- INSTRUCTION
Locate every line in the records below that contains the string "trunk", and copy each of those lines. Matching is case-sensitive.

[Excerpts of labeled region data]
#####
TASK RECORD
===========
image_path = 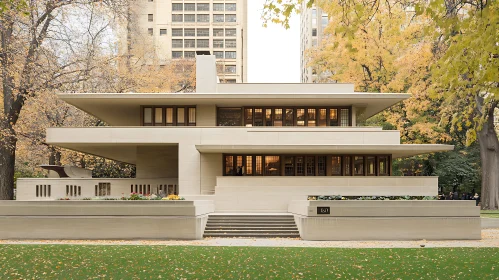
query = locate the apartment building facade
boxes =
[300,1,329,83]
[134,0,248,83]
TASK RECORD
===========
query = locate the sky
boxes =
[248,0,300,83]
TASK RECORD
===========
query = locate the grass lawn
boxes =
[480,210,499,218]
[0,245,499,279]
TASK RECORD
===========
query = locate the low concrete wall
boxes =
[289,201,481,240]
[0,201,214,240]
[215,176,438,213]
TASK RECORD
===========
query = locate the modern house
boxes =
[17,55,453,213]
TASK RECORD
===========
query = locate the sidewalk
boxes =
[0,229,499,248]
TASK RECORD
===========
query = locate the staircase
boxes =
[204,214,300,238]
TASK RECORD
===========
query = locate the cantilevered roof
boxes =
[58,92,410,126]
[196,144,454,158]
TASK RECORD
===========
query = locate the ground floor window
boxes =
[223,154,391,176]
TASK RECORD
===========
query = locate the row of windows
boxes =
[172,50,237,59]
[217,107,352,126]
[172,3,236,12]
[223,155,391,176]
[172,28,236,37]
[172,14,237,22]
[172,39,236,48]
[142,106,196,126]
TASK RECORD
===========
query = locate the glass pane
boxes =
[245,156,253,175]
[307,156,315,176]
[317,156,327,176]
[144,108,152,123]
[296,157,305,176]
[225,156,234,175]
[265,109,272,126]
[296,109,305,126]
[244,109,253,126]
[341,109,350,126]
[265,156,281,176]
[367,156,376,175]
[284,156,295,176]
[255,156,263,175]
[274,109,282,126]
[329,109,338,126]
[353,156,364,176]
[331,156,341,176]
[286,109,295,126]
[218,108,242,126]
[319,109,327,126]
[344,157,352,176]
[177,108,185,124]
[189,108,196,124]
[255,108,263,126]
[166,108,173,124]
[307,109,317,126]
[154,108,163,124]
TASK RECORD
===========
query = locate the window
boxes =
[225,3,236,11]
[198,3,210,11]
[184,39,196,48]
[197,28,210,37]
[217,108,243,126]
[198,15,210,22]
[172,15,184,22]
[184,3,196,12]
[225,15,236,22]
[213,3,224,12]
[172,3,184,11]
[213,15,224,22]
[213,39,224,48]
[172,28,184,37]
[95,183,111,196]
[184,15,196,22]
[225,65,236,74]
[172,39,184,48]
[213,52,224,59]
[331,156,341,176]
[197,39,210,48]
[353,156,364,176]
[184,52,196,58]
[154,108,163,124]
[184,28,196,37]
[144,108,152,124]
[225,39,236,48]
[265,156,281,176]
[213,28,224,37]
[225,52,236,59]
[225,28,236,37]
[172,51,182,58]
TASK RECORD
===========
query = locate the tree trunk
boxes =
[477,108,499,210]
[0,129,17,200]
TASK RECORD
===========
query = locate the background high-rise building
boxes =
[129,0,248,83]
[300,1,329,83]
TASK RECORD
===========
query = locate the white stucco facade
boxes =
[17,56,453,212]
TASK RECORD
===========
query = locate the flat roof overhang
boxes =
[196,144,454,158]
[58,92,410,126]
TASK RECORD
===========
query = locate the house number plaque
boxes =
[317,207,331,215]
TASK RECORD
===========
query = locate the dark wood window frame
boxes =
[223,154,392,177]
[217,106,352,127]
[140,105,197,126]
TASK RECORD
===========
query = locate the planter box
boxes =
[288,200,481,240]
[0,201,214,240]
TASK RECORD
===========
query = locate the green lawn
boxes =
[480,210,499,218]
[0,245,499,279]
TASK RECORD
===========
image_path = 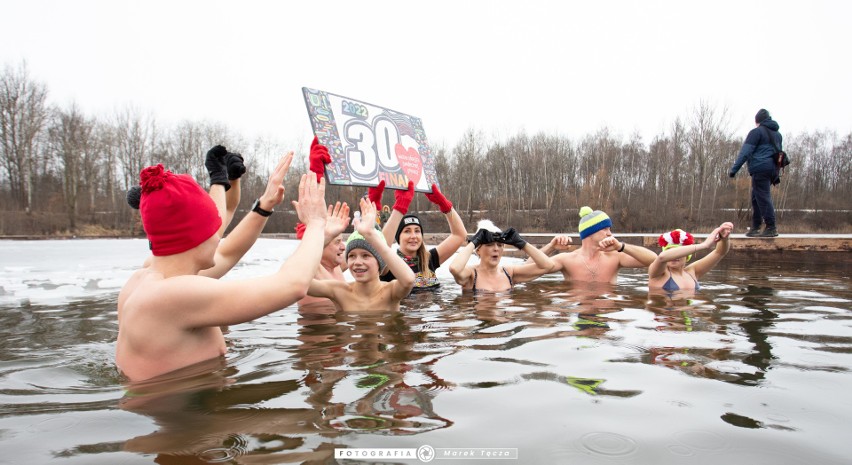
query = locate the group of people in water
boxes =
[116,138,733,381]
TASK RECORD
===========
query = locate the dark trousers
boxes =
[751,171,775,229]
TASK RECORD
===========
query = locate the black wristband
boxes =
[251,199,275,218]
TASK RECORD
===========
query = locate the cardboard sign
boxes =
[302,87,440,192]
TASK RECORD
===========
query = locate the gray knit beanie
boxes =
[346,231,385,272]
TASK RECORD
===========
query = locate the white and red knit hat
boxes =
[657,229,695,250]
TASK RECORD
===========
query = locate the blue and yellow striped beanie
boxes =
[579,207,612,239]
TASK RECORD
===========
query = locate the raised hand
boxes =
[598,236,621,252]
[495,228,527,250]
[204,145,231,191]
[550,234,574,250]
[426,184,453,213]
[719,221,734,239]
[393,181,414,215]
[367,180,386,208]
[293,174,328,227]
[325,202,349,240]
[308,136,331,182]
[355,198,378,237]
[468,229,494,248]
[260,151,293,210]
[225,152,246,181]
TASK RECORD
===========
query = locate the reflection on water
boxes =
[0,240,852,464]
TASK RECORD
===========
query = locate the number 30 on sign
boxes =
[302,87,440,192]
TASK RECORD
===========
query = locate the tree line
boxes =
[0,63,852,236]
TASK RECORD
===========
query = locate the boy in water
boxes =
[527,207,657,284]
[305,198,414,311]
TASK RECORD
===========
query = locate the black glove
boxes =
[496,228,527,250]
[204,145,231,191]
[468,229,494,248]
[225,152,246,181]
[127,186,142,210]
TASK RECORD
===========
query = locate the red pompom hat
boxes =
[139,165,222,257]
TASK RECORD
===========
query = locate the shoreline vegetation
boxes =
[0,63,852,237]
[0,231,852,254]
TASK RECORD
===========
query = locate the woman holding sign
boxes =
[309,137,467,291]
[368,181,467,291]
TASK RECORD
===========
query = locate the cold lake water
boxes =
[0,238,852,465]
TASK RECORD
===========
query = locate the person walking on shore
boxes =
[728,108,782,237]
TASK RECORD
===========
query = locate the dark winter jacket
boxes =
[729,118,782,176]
#####
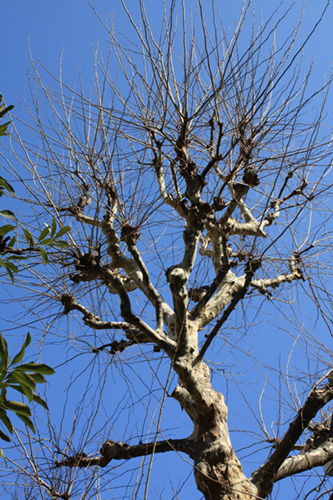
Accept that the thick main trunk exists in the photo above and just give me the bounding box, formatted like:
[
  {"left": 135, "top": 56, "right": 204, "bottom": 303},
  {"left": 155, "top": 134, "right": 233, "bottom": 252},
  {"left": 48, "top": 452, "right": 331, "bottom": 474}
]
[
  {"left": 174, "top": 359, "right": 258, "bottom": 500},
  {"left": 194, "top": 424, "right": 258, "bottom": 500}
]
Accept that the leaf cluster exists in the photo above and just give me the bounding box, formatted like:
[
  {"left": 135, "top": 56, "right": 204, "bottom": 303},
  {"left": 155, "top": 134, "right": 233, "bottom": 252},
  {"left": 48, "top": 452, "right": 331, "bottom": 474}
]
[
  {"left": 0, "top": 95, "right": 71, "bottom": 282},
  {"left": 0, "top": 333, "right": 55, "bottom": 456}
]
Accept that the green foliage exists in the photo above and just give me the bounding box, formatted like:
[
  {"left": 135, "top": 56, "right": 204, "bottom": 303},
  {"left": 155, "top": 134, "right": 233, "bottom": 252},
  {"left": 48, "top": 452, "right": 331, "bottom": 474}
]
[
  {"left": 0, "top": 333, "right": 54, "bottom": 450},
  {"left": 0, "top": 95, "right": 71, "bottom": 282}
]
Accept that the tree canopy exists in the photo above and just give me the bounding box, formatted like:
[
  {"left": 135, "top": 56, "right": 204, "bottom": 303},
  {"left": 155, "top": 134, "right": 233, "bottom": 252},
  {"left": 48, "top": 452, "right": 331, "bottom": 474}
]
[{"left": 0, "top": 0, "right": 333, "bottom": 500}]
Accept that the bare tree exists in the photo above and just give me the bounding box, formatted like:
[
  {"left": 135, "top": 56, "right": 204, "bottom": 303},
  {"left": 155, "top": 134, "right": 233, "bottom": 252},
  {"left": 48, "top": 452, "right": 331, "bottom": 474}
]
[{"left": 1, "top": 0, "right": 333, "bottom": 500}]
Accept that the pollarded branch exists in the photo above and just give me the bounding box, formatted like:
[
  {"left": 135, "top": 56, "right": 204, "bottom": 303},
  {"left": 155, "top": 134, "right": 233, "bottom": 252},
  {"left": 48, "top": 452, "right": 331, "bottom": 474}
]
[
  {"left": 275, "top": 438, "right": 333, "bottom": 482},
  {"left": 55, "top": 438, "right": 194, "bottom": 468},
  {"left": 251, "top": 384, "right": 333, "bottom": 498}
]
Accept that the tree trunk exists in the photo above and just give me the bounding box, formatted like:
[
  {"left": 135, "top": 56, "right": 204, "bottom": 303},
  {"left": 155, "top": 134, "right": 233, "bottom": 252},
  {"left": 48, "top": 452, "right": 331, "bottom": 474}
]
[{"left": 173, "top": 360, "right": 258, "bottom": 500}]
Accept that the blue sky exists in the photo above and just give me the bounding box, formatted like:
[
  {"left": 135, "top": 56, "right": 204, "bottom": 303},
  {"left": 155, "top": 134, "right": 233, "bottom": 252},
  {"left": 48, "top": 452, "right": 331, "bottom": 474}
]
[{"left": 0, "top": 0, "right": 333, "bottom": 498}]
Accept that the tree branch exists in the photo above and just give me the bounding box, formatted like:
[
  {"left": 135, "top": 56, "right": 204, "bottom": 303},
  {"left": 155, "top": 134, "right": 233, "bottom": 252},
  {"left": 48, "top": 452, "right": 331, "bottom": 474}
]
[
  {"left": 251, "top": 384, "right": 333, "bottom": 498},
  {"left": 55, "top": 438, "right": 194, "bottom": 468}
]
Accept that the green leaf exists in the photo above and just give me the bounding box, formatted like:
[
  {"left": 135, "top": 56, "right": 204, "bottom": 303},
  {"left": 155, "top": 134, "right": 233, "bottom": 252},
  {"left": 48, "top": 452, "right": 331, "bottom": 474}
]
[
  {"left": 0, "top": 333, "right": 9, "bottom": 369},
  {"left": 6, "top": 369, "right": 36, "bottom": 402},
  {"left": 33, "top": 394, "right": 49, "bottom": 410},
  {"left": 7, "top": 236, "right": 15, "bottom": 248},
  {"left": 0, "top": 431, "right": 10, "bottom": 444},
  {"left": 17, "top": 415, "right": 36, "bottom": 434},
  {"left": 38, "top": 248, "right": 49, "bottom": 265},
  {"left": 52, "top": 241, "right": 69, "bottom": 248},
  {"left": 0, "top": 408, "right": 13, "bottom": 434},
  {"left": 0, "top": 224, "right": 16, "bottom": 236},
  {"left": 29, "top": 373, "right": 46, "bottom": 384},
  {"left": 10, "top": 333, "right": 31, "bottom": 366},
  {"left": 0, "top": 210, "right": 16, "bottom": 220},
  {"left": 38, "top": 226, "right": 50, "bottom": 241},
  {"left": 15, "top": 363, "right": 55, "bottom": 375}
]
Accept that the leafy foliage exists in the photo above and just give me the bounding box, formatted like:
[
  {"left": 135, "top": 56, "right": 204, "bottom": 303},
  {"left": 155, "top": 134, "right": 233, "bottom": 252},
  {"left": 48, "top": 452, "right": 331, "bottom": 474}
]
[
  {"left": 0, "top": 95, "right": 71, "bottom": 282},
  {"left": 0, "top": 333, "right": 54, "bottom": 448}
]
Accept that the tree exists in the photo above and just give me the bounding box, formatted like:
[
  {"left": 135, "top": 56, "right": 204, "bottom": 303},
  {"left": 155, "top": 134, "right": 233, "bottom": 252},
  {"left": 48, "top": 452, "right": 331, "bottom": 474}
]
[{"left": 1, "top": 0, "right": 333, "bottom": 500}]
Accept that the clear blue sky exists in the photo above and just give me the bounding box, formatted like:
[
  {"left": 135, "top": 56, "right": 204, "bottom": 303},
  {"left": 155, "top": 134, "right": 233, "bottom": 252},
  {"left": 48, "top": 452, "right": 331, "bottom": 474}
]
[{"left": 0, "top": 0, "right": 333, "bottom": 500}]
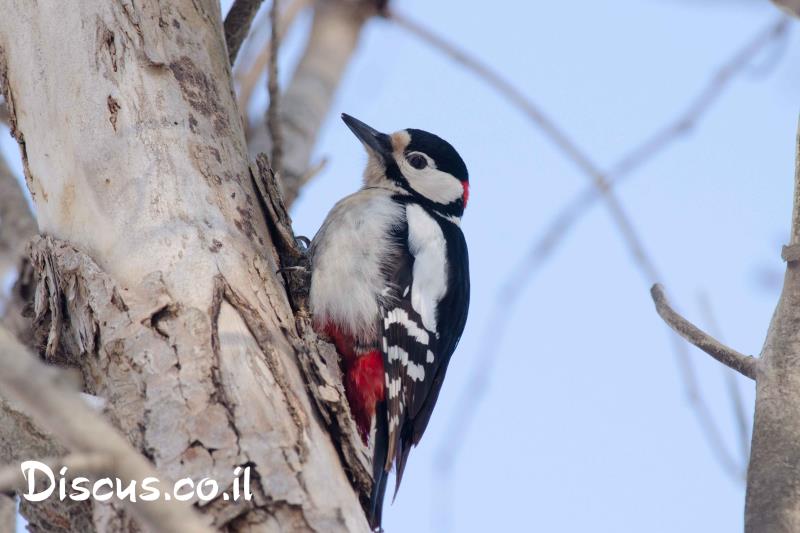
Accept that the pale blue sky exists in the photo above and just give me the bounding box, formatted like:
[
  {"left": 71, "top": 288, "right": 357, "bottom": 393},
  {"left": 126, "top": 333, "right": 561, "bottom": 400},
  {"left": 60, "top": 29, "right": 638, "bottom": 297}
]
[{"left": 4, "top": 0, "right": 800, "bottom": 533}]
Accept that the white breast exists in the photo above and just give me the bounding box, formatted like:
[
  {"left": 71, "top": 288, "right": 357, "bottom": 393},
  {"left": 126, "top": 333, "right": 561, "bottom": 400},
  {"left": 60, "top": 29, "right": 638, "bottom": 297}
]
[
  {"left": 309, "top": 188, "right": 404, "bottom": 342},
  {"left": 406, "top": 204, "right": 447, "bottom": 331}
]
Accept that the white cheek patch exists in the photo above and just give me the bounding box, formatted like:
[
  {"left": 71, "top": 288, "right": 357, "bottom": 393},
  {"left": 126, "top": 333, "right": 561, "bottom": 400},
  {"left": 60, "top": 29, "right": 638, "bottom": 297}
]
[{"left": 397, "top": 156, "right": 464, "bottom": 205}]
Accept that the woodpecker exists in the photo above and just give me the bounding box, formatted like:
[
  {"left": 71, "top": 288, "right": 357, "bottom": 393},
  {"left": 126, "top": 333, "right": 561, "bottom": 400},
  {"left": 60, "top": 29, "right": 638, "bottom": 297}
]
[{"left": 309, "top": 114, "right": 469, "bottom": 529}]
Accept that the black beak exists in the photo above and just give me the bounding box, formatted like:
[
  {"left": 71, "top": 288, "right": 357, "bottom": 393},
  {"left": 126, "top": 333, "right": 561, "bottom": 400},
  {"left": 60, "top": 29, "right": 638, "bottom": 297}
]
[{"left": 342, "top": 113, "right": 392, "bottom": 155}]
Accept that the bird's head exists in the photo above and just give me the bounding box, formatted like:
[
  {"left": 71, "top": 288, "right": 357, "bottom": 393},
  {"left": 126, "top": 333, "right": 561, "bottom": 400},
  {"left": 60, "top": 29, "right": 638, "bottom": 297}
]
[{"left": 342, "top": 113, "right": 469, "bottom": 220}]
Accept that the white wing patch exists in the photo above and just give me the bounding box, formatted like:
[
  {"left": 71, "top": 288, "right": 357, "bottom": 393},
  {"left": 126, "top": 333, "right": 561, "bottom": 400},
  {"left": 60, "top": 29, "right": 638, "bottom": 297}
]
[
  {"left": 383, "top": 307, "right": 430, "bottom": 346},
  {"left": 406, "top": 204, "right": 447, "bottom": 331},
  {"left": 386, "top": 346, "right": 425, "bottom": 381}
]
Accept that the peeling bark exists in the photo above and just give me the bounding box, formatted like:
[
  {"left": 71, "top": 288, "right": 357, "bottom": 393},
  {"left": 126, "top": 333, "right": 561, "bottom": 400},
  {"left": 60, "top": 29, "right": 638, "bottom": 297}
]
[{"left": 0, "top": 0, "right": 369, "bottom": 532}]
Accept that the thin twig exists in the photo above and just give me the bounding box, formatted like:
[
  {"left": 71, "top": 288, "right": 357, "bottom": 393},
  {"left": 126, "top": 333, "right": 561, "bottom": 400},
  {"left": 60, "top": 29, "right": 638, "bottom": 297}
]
#####
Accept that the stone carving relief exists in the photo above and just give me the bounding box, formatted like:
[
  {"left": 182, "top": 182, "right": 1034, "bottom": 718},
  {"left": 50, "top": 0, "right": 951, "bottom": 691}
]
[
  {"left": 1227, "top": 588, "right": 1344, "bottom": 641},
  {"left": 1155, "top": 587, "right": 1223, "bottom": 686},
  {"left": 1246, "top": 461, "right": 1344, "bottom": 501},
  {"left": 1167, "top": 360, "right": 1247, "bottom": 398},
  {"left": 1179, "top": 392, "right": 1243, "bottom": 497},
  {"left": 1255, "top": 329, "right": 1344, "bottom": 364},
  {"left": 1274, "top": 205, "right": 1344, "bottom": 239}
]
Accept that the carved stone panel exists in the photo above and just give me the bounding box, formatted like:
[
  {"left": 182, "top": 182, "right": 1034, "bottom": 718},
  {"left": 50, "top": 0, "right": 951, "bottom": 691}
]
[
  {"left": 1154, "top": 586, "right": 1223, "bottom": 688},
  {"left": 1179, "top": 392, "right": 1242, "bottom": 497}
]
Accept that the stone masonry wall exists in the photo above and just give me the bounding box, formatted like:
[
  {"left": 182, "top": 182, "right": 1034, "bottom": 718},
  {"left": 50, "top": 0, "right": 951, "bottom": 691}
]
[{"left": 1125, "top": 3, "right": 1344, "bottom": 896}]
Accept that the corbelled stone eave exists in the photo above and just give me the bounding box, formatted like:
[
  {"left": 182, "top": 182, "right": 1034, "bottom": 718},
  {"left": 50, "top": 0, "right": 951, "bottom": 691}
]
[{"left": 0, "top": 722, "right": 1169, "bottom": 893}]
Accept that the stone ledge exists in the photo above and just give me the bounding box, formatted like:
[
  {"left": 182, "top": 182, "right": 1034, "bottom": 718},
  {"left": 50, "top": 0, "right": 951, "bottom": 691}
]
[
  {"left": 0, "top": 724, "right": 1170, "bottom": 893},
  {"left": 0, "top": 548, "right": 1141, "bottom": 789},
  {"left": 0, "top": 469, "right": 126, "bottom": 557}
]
#####
- COMPLETE ANSWER
query = locate the tree trunk
Accept that the thick main trunk exists in the photo above and just give me the bounding box, formatted like:
Accept that the tree trunk exists in the photo above and just give me the bounding box, formatted like:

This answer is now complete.